● **Supplied text**:
━━━━━━━━━━━━━━━━━━━━━━━━━━━━━━

The smallest of the three Windward Islands that comprise the Netherlands Antilles is huge in charm, spectacular mountain climbing, scuba diving, hiking, outdoor living, and scenic views. For the latter, walk the 1,064 steps to the top of Mt Scenery. On a clear day, you can see St Martin/St Maarten, Sint Eustatius, St Kitts and Nevis.

Perhaps the most awesome of Saba's delights are its colourful villages of Hell's Gate, Windwardside, St John, and The Bottom. The latter takes its name from the Dutch word botte, meaning bowl. The Bottom is at the bottom of the extinct volcano that formed Saba - pronounced SAY-buh. Unlike most other Caribbean sandy isles, there is almost nothing to offer in the way of beaches. A small black-sand beach at Fort Bay disappears and reappears according to tidal notions. But, there's a magical fairyland of scenery below the sea. That's where the Saba Marine Park comes into the picture. The reserve surrounds the island and includes waters and a seabed up to 200 feet, or 61 metres, in depth. There are about 26 dive sites, as well as perfect venues for anchoring your yacht, going fishing, diving, or all three pleasures. Fort Bay also offers a hyperbaric facility, donated by the Royal Netherlands Navy.

Although Dutch is the official language, most everyone speaks English. Under Dutch jurisdiction, the islanders are blessed with the Dutch passion for education and an infrastructure that is as efficient as it is clean and simple.

━━━━━━━━━━━━━━━━━━━━━━━━━━━━━━

● **Records supplied**:
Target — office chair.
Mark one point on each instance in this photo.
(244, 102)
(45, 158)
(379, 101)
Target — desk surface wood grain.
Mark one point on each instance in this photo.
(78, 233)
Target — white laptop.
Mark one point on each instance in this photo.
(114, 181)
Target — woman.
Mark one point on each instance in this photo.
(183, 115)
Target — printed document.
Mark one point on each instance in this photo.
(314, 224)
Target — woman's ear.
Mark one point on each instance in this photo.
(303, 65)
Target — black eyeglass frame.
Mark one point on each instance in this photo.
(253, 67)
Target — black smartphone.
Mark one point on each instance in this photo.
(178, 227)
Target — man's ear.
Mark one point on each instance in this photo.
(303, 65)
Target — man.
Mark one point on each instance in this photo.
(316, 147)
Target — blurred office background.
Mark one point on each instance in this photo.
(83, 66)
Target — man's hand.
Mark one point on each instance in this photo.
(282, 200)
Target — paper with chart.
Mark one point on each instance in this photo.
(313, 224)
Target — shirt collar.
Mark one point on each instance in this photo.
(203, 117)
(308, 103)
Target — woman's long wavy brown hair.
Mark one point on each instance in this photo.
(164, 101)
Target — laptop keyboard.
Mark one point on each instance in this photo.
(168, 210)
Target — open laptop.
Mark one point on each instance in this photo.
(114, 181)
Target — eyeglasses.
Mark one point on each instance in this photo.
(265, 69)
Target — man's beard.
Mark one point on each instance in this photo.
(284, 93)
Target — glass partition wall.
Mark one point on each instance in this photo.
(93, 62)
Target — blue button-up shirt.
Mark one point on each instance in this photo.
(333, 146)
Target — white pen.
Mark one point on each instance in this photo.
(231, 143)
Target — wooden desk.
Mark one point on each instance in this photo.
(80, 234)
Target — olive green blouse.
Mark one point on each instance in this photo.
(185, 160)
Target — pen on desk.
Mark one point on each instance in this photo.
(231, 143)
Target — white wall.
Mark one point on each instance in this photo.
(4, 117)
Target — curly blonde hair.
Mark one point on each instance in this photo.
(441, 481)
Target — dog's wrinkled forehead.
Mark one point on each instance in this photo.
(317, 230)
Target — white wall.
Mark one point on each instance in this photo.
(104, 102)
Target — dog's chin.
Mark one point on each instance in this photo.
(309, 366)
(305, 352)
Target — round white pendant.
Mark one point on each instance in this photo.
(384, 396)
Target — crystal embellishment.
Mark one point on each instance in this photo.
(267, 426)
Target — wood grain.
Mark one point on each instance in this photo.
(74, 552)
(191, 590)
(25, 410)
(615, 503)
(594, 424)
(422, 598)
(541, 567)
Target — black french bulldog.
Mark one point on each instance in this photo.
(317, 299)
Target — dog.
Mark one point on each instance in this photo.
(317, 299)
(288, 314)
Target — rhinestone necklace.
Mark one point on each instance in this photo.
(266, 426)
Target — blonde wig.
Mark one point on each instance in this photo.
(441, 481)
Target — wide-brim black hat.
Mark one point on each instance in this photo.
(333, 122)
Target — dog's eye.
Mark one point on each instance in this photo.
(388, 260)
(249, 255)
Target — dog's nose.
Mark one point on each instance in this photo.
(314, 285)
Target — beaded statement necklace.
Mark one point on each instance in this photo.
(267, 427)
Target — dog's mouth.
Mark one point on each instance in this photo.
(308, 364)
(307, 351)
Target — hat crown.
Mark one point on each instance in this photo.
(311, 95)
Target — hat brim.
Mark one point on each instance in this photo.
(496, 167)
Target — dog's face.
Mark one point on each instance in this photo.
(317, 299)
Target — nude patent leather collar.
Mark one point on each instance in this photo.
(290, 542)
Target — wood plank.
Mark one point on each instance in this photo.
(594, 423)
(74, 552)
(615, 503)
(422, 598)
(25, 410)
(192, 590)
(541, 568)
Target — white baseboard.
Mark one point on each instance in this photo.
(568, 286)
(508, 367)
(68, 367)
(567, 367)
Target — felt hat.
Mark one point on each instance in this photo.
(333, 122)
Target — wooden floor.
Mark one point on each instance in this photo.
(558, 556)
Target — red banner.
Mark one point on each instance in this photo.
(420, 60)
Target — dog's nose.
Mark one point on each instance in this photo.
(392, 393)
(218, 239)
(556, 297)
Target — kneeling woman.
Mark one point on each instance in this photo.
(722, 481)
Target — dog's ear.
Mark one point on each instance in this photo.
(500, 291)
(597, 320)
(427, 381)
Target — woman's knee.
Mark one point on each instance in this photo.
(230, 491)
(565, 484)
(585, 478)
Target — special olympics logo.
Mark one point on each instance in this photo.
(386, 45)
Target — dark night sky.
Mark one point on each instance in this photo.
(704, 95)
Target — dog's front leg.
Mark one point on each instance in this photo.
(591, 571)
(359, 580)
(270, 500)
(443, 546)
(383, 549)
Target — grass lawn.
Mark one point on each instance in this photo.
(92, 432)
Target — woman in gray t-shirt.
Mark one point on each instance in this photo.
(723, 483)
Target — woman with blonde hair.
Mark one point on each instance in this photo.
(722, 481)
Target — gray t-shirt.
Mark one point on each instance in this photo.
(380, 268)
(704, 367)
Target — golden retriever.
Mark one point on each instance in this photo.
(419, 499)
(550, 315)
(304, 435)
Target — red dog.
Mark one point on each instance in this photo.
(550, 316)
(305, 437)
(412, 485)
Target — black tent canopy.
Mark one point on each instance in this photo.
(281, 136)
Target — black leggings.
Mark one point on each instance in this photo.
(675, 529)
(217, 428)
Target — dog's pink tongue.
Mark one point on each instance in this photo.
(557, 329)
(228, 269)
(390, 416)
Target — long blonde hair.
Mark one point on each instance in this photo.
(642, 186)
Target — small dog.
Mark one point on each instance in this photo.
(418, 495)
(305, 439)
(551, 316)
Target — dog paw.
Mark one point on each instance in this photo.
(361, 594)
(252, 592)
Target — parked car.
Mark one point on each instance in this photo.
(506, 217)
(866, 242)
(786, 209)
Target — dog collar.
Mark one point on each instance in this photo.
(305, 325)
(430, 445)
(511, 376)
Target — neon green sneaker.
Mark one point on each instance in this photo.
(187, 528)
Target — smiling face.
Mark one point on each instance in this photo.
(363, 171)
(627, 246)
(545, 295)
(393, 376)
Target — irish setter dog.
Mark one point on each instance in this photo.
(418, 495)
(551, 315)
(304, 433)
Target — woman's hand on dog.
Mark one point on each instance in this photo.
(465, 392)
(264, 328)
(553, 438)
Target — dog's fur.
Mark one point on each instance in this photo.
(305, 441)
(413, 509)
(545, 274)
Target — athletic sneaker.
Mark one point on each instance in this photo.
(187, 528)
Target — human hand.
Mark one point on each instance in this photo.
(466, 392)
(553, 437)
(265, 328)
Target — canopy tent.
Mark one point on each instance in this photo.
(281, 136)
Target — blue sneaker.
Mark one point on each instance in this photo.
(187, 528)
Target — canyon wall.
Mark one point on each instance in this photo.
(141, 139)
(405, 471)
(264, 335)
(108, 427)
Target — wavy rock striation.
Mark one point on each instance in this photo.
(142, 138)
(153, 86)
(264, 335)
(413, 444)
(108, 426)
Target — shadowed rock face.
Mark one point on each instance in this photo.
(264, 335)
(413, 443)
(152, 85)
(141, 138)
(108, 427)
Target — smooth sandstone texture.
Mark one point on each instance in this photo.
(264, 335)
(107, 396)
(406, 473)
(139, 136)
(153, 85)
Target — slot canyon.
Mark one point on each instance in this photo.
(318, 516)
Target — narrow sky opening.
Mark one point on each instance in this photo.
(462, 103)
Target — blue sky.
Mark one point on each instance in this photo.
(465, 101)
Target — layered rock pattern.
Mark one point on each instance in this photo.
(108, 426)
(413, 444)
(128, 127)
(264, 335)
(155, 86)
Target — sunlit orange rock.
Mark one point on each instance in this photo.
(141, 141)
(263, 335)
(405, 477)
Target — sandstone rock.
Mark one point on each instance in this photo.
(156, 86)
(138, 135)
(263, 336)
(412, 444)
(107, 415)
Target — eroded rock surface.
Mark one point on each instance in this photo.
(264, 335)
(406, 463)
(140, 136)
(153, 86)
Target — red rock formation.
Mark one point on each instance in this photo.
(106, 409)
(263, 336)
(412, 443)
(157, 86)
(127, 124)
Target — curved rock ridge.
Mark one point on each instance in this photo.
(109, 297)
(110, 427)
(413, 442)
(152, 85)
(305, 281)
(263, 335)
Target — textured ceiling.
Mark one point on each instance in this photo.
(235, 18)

━━━━━━━━━━━━━━━━━━━━━━━━━━━━━━

● **Things to do**:
1: Can you duplicate the Saba passage word for word, starting with "The smallest of" and going on through "Kitts and Nevis."?
2: Could you finish out the next part of the Saba passage, picking up after its final sentence?

● **Your written answers**:
1:
The smallest of the three Windward Islands that comprise the Netherlands Antilles is huge in charm, spectacular mountain climbing, scuba diving, hiking, outdoor living, and scenic views. For the latter, walk the 1,064 steps to the top of Mt Scenery. On a clear day, you can see St Martin/St Maarten, Sint Eustatius, St Kitts and Nevis.

2:
The Bottom, with about 400 residents, is in a valley among several large hills. The Road, as the island's only road is called, passes through spectacular views to Windwardside, then on to The Bottom, and Fort Bay. In the latter two towns, you will find such amenities as a pub, gift shop, electricity plant, petrol station, dive options, cruise ships and yacht anchorage, car rental agencies, a bank, post office, affordable small inns and guesthouses. Saba villages are chockablock with snug Dutch-styled cottages with red-shingled roofs, white picket fences with green shutters, and loads of tropical flowers and trees. Each village has access to a hospital, school and the like. There is Zen-like peace, and homes at the tops of hills are cooled by sea breezes acting as natural air-conditioning.

Best shopping is in Windwardside. A sign on one of the shops tells all you need to know, namely: Gifts, Oddments, and Pretties. The most typical of gifts are Saban lace, called "Spanish work" because the art was imported from Venezuela. Saba is also famous for its potent Saba spice. It is spiced with all kinds of spicy products and then spiked with 151-proof rum.

Among island celebrations are the December Saba Days, featuring parties, dances, and donkey races. Before the "horseless carriage," after all, donkeys were a favourite form of transportation in the Antilles. A Saba Summer Festival is the island's answer to Carnival with calypso contests, talent shows, and a parade. Like all other islands in the Dutch Antilles, one of the biggest holidays is reserved for the Dutch Queen's Birthday, April 30. Saba, after all, is one of five islands governed as the Netherlands Antilles, with its headquarters in Willemstad, Curacao. The other islands are Sint Eustatius, St Maarten, Bonaire, and Curacao. In 1986, the prosperous former Dutch colony of Aruba was granted status as an entity unto itself within the Kingdom of the Netherlands.